Task 1 >>
Count how many lines in the records contain the string "window", matching case exactly. Give only the number.

########

I heard this poem on the radio awhile back. Written by Marie Howe about her brother:
Johnny, the kitchen sink has been clogged for days, some utensil
probably fell down there. And the Drano won't work but smells dangerous,
and the crusty dishes have piled up
waiting for the plumber I still haven't called.
This
is the everyday we spoke of. It's winter again: the sky's a deep,
headstrong blue, and the sunlight pours through
the open living-room windows because the heat's on too
high in here and I can't turn it off.
For weeks now, driving, or
dropping a bag of groceries in the street, the bag breaking,
I've been thinking: This is what the living do.
And
yesterday, hurrying along those wobbly bricks in the Cambridge sidewalk,
spilling my coffee down my wrist and sleeve,
I thought it again, and again later, when buying a
hairbrush: This is it. Parking. Slamming the car door shut in the cold.
What you called that yearning.
What you finally gave up.
We want the spring to come
and the winter to pass. We want whoever to call or not call, a letter, a
kiss--we want more and more and then more of it.
But there are moments, walking, when I catch a glimpse
of myself in the window glass, say, the window of the corner video
store, and I'm gripped by a cherishing so deep
for my own blowing hair, chapped face, and unbuttoned coat that I'm speechless: I am living. I remember you.
Well, if you want to call that "living", then indeed it's what the living do, but they might as well be dead.

########

Task 2 >>
Please list every part of the human body named in the poem.

[Position annotation records]
########

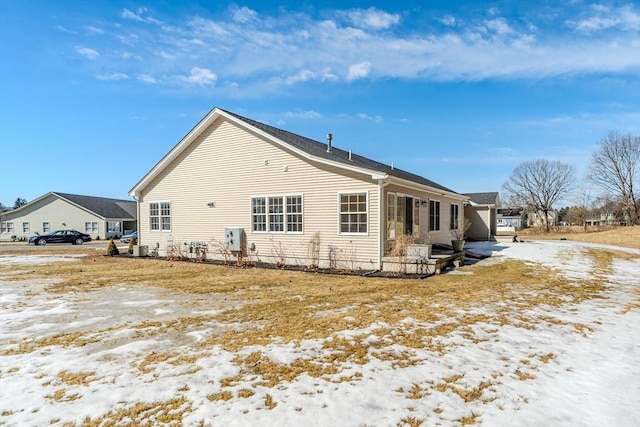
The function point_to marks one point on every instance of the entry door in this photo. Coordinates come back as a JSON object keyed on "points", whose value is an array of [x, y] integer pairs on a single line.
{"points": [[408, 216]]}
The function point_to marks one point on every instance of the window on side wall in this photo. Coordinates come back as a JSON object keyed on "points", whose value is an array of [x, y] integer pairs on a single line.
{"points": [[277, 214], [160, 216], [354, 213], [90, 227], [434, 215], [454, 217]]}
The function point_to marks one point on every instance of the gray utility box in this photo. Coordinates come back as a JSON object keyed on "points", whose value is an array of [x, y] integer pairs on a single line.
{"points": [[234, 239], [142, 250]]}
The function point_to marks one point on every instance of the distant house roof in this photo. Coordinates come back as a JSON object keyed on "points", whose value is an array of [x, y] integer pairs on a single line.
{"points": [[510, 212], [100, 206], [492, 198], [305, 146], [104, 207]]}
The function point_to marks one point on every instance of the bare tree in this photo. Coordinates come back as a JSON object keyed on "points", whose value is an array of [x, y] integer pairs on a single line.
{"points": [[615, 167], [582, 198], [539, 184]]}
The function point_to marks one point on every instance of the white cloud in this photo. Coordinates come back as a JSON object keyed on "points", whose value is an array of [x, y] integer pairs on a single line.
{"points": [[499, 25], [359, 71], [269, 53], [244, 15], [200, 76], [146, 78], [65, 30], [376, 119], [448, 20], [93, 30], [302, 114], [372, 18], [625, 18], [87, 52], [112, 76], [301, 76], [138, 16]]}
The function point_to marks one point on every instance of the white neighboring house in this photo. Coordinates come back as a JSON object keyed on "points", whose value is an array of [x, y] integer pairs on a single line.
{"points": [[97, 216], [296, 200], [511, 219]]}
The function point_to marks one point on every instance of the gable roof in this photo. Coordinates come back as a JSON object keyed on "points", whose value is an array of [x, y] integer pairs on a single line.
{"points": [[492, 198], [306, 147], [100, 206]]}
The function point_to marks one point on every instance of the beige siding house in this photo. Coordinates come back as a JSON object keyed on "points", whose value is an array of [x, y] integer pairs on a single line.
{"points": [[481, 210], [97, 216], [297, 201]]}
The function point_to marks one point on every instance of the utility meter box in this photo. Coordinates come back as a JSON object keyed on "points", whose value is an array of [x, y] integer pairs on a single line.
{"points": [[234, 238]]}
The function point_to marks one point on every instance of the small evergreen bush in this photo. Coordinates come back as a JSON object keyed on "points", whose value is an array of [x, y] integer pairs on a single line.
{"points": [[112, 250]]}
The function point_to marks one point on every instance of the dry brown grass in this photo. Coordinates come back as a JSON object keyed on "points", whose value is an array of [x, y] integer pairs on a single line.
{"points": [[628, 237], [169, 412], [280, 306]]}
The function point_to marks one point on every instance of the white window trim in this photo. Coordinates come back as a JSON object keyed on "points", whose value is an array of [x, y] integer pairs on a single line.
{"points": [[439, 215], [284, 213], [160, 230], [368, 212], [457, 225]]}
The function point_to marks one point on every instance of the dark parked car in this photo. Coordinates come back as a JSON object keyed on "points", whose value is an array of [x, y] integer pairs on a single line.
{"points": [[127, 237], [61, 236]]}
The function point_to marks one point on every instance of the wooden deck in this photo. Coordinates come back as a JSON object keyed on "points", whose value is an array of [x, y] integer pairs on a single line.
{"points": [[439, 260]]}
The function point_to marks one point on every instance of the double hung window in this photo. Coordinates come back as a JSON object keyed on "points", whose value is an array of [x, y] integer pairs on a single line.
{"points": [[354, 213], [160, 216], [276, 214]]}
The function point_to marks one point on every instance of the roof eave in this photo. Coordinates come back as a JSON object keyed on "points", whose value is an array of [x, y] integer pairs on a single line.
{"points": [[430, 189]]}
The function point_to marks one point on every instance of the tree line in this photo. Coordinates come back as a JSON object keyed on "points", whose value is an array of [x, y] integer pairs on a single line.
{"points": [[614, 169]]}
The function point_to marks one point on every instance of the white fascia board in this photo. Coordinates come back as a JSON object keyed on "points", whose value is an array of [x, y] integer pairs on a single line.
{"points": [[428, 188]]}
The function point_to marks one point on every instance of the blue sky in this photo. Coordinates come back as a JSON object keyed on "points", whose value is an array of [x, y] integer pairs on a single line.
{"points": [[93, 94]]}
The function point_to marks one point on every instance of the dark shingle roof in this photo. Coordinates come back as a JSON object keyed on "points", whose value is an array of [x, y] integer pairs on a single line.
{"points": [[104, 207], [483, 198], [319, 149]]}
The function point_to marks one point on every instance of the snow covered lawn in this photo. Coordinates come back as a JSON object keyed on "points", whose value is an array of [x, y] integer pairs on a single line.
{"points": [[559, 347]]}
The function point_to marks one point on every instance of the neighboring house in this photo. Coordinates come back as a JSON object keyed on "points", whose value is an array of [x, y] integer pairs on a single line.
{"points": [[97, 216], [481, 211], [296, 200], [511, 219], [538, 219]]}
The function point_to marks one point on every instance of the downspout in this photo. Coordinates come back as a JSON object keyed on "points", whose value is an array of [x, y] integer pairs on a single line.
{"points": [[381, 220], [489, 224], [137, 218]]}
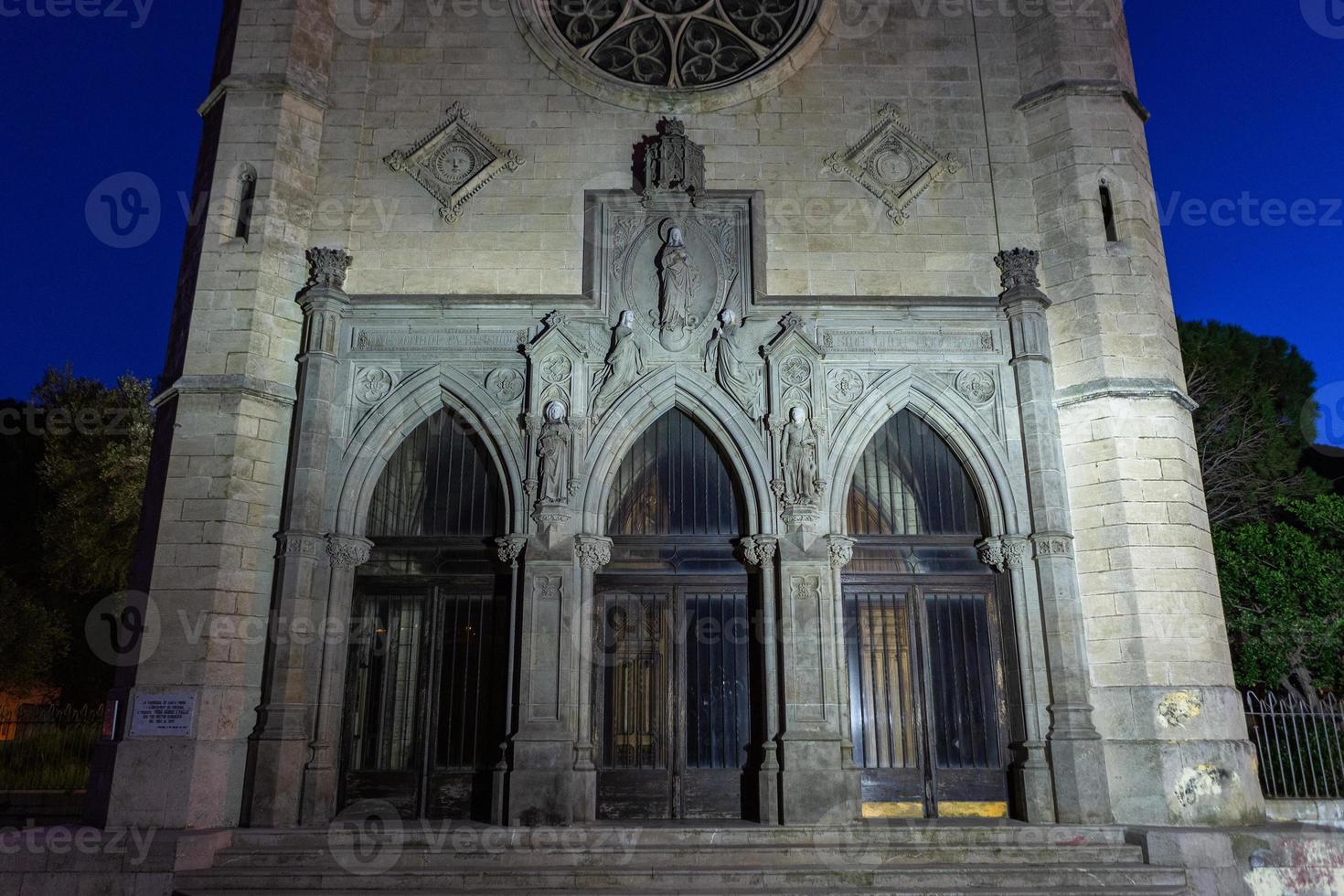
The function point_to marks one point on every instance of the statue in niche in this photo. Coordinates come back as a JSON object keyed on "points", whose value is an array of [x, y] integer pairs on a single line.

########

Full answer 1 >>
3

Full answer 2 >>
wrist, hair, face